■ **Set task 1**:
Copy the portion of the climate comment thread from "I suggest therefore" up to and including "for your paranoia.".
■ **Set task 2**:
In the climate comment thread, what does the quoted passage say the earlier peak of the Permian-Triassic extinctions was likely due to?
■ **Set task 3**:
Continue the climate comment thread from its final line.

>> Start Page extract

2. The AGW hypothesis has failed in its many predictions. A hypothesis that fails in its predictions needs to be rejected / revised.
The predictions it failed in include: the warming from increased carbon dioxide emissions has been greatly overestimated, the current global cooling trend, despite rising CO2 levels, the absence of a tropical hot spot in the troposphere, which was supposed to be a signature of AGW, Antarctic cooling, ocean cooling and unchanged rates of sea level rise.
3. Even the IPCC does not predict a Permian-Triassic extinction, as you seem to think might happen by the mere economic progress of humans.
I suggest therefore that you desist from repeating these absurd claims, which due to their sheer repetition is very annoying, and get some counseling for your paranoia.

Gary Pearse
August 22, 2009 5:33 am

Leland Palmer (00:41:56) :
“Hi Smokey and all-
Well, the Permian-Triassic mass extinction was no fantasy”
The fantasy seems to have been saved up for the present era. Cherry-picking methane hydrate from other possible causes is a familiar scientific approach these days. Wik:
http://en.wikipedia.org/wiki/Permian%E2%80%93Triassic_extinction_event
“There are several proposed mechanisms for the extinctions; the earlier peak was likely due to gradualistic environmental change, while the latter was probably due to a catastrophic event. Possible mechanisms for the latter include large or multiple bolide impact events, increased volcanism, or sudden release of methane hydrates from the sea floor”
I was taught the middle one- asteroid impact. I think an asteroid impact would shake the methane hydrate loose too, wouldn’t you, and I suspect the creatures were pretty near all dead with the primary cause. These are the kind of catastrophes we should give some thought to instead of the AGW fantasies.

Gary Pearse
August 22, 2009 5:39 am

Oh and Leland, an asteroid impact would also likely increase volcanic activity so all three can be tied together.

August 22, 2009 7:36 am

Leland Palmer:
“Concerning politics, well, there’s nothing patriotic about allowing the destabilization of the climate leading to a mass extinction. What’s patriotic about that?”

>> End Page extract
>> Start Information provided

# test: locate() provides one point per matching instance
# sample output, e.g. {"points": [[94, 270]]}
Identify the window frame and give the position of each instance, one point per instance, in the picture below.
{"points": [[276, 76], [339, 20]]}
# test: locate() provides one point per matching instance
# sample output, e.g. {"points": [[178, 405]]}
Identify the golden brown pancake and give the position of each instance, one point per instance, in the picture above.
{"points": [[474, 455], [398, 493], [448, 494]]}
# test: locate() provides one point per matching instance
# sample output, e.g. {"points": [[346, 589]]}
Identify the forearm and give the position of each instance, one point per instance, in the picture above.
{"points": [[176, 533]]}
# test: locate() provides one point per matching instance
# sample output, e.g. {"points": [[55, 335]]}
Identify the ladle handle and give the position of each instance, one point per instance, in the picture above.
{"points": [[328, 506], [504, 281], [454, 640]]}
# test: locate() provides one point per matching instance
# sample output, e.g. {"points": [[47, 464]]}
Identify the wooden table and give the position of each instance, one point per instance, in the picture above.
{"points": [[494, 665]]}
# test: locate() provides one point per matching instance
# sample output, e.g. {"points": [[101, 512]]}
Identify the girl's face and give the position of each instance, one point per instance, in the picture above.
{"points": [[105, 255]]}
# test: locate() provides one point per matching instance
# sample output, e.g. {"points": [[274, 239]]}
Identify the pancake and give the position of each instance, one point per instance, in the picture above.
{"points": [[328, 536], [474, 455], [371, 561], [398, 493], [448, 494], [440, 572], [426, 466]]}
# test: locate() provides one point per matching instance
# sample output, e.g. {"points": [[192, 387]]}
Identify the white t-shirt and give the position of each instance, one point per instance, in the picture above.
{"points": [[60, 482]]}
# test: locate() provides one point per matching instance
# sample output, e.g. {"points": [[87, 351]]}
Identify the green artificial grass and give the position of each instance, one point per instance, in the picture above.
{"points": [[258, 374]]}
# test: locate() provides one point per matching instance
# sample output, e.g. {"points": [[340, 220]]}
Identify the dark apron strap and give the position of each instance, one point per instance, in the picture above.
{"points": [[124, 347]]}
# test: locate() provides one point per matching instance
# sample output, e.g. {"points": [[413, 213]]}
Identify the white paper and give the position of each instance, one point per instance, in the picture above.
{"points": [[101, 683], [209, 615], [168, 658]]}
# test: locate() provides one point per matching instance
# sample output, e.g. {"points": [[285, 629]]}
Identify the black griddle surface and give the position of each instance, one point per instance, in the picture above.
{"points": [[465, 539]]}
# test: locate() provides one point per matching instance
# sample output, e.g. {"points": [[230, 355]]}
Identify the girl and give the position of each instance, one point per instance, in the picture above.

>> End Information provided

■ **Exercise output 1**:
I suggest therefore that you desist from repeating these absurd claims, which due to their sheer repetition is very annoying, and get some counseling for your paranoia.

■ **Exercise output 2**:
Gradualistic environmental change.

■ **Exercise output 3**:
The fact that you give China, Russia, the UN/IPCC, and everyone else a free pass, while blaming us for your perceived problems is unpatriotic.
Since Kyoto was signed by just about every country except the U.S. and Australia:
Emissions worldwide have increased 18.0%
Emissions from countries that signed the treaty increased 21.1%
Emissions from non-signers increased 10.0%
Emissions from the U.S. increased only 6.6%
There is a reason you always attack the cleanest country on the planet, while giving a free pass to the worst polluters. And it isn’t because you’re patriotic.

Leland Palmer
August 22, 2009 8:20 am

Hi Gary Pearse-

Well, the Permian-Triassic mass extinction was no fantasy”
The fantasy seems to have been saved up for the present era. Cherry-picking methane hydrate from other possible causes is a familiar scientific approach these days. Wik:
http://en.wikipedia.org/wiki/Permian%E2%80%93Triassic_extinction_event
“There are several proposed mechanisms for the extinctions; the earlier peak was likely due to gradualistic environmental change, while the latter was probably due to a catastrophic event. Possible mechanisms for the latter include large or multiple bolide impact events, increased volcanism, or sudden release of methane hydrates from the sea floor”
I was taught the middle one- asteroid impact. I think an asteroid impact would shake the methane hydrate loose too, wouldn’t you, and I suspect the creatures were pretty near all dead with the primary cause. These are the kind of catastrophes we should give some thought to instead of the AGW fantasies.

Well, the Permian-Triassic mass extinction was no fantasy, and yes, many causes have been proposed for it.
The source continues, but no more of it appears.